# [What you need to do]
Leaving the pictures aside, write out the whole listing below exactly.

# [Task data]

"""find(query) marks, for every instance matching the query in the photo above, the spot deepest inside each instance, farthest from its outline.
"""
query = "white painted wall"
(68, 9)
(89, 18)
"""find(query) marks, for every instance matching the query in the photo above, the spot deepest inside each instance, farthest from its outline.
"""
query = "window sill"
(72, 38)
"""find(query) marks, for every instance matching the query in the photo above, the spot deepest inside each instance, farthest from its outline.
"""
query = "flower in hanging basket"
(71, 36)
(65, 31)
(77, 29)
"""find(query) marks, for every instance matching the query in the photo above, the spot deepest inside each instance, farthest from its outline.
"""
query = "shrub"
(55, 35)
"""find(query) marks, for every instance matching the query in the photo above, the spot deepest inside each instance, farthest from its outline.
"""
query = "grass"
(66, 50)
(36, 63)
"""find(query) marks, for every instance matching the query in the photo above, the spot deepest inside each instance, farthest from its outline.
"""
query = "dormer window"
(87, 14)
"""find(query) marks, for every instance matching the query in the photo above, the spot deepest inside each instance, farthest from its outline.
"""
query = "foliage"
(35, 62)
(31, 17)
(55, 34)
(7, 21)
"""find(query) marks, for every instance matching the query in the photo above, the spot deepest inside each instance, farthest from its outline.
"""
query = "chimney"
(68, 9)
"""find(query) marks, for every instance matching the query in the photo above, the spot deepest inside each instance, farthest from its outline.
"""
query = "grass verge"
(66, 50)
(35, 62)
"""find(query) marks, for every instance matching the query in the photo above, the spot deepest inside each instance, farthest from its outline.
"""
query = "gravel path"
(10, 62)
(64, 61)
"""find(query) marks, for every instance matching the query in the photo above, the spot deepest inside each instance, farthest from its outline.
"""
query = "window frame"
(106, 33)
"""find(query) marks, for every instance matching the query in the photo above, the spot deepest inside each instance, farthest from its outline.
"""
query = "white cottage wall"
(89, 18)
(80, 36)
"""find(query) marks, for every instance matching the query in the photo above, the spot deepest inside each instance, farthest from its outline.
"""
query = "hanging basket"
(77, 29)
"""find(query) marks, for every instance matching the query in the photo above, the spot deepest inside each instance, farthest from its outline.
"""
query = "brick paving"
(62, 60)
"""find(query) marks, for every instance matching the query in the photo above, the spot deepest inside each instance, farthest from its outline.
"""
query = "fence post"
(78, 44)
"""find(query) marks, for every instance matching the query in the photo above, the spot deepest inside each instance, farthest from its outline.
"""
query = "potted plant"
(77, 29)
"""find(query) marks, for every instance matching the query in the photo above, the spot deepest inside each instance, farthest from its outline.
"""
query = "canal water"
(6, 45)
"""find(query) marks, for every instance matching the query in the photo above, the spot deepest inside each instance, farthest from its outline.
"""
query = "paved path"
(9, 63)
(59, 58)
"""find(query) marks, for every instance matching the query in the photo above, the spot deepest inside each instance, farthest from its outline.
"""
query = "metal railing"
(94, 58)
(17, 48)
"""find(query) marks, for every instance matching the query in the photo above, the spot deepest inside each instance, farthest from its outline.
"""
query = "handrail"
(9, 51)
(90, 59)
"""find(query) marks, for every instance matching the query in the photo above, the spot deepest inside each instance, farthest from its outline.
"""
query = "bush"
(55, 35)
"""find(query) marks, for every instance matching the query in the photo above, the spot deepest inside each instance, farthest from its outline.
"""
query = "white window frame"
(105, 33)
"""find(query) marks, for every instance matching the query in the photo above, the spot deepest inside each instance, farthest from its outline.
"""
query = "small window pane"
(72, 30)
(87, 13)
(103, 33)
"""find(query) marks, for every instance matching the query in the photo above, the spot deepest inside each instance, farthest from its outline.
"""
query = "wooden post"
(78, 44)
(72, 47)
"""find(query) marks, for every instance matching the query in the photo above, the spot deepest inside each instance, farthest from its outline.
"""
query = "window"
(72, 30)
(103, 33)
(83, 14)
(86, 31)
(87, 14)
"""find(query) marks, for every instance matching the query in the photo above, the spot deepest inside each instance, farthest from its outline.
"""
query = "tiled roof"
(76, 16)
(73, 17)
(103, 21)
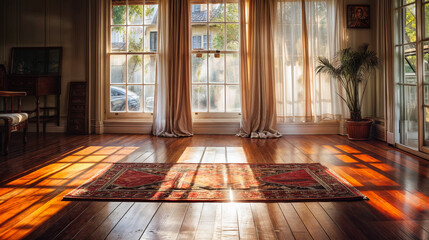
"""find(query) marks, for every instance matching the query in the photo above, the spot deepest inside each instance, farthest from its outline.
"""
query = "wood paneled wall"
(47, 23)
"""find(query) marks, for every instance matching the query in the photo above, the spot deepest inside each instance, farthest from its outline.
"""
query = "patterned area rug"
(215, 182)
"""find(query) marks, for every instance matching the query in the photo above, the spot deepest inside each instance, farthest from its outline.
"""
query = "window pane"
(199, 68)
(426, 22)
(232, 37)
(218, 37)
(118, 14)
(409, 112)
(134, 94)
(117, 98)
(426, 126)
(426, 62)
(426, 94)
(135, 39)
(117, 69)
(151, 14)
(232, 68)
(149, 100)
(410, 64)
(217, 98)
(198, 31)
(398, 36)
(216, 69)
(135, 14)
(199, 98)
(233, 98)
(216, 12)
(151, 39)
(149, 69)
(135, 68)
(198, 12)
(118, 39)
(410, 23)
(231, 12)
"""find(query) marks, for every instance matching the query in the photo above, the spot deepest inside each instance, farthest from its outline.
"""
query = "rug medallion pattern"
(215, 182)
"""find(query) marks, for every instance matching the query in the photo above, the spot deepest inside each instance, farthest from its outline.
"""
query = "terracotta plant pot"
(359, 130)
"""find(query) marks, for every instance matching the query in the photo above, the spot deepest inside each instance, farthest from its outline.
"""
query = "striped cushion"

# [Task response]
"""find(query) marks, for every instance matching the query in the photo above, the spot deepest inside each instance, farthest from its outline.
"""
query = "white painted wall"
(68, 9)
(89, 18)
"""find(query) marks, for every instance matching the query in the photo above, the spot deepest inside each instance, farthest from its outline.
"""
query = "window sill"
(72, 38)
"""find(query) marks, for every instance matching the query in the photo above, the spot deepest inside each instance, farthest from its outline.
"""
query = "flower in hanging basket"
(71, 36)
(65, 31)
(77, 29)
"""find(query) marks, for every instance matching the query in the photo above, the spot deepest inside each instance, farthest from its outline.
"""
query = "shrub"
(55, 35)
"""find(query) marks, for every instance matching the query in the photo above, the spot deepest inside each instance, farthest from its outline.
"""
query = "grass"
(66, 50)
(36, 63)
"""find(query) marks, for every instance matching the query in the photo above, the spot deepest inside each instance, farthest from its outline.
"""
query = "dormer window"
(87, 14)
"""find(query) marks, for every instance matching the query in the photo above, the spot deepest inside each instance, farthest from its outline.
"""
query = "foliage"
(35, 62)
(31, 17)
(55, 34)
(7, 21)
"""find(query) marks, for every instance matching the query in the photo above, the spot deepest inside each instance, farthest from its outline.
"""
query = "chimney"
(68, 9)
"""find(query) marks, for every instance matching the query in the photo above, the spot deepest inside each instance, farthest from its outline.
"""
query = "grass verge"
(66, 50)
(35, 62)
"""find(query) marks, for every instance matching the query in the photo above, the spot deepest inside each instance, farthest from its outline.
"""
query = "gravel path"
(10, 62)
(64, 61)
"""find(query) marks, for every instance matching the query in the photo above, the spot deepest inside each instance, farthest from its outline.
"""
query = "window frame"
(106, 33)
"""find(query) marks, for every instance matching the query in the photo above, the spot deepest inside each instance, farthest from its outline.
"""
query = "white cottage wall"
(89, 18)
(80, 36)
"""find(query) marks, for every instance matching the query in the photo above, the spot deepest inside each instance, farthest from its outline.
"""
query = "hanging basket"
(77, 29)
"""find(query) marks, for every instance matching the query in the photo above, the spot deepest inside each instance, farthest from its outline.
"""
query = "brick paving"
(62, 60)
"""find(query) marks, for every instance matching the query in the photo above, the spot deepest inside each instance, farthest from its outline.
"""
query = "fence post"
(78, 44)
"""find(query) marks, for every instance matching the query in the photo above, the spot deepest inside each instance, farthest from its outline.
"""
query = "potted plant"
(77, 29)
"""find(query) marks, for every instance matching the query in the photo above, the spot deepest inside each instance, farthest from its outline.
"""
query = "canal water"
(6, 45)
"""find(query) marks, for every instance matching the query in the photo above, the spot deepest inside each instance, farthest from its outline.
"""
query = "paved path"
(9, 63)
(59, 58)
"""find(query) marks, for every instance matching the query in the photo above, the spot deepest inside each instance, farthest from its outline.
"""
query = "metal railing"
(94, 58)
(17, 48)
"""find(query) marks, for every instance matching the query in the photo above, the spot deepest inside each instance, farthest from its outline.
"""
query = "handrail"
(9, 51)
(90, 59)
"""find(query) marks, for every instance matching the query in the photo above, the spot deepest inside each instance, farthest from its outline.
"""
query = "bush"
(55, 35)
"""find(query) marks, for every instance matching the query in the photo above, the spot deepest inside each instance, farthest from its outline.
"""
query = "white window frame"
(105, 33)
"""find(query) marks, for every instance matching the query in the photo above, the spot deepest inside each instance, farthest from its outline.
"""
query = "small window pane"
(72, 30)
(87, 13)
(103, 33)
"""find(query) marks, for every instance matching the query in the photo above, the spot deepest inside each instance, farthest from its outline.
"""
query = "wooden post"
(78, 44)
(72, 47)
"""find(query) marks, for every instance matching the query in the photo above, the spot deepest inside each instance, farthest from its outline.
"""
query = "window"
(72, 30)
(103, 33)
(83, 14)
(86, 31)
(87, 14)
"""find(query) marks, for every instance matching the query in the photo above, the spot deepest inside each instance, farthest from its outline.
"""
query = "tiled roof"
(76, 16)
(73, 17)
(103, 21)
"""find(query) marks, for every instance matching the query in the photo above, the spot deepest inside each instance, farthest from its outline.
"""
query = "wood paneled wall"
(47, 23)
"""find(query) marks, for every instance matching the query in the photo above, the spot deepest inside each instance, farthest from its outline.
"""
query = "patterned area rug"
(215, 182)
"""find(query) marks, for every instance matching the query in the photo above, the spot deepest inside each instance, farthest from its outline.
"""
query = "window pane"
(199, 68)
(426, 22)
(232, 37)
(218, 37)
(118, 14)
(409, 112)
(134, 94)
(117, 98)
(426, 126)
(426, 62)
(426, 94)
(135, 39)
(117, 69)
(151, 14)
(232, 68)
(149, 100)
(410, 64)
(217, 98)
(198, 31)
(398, 36)
(216, 69)
(135, 14)
(199, 98)
(233, 98)
(216, 12)
(151, 39)
(149, 69)
(135, 68)
(198, 12)
(118, 39)
(410, 23)
(231, 12)
"""find(query) marks, for every instance matching the query in the photo above, the spot deepest inside each instance, farthest from its outline.
"""
query = "rug medallion pattern"
(215, 182)
"""find(query) marks, for every instance matching the query in the photo above, the spot deepest inside each instance, farthest from its outline.
"""
query = "terracotta plant pot"
(359, 130)
"""find(query) marks, for every instance matching the query in the photo above, the spot deepest inside each instance, farthest from its outline.
"""
query = "striped cushion"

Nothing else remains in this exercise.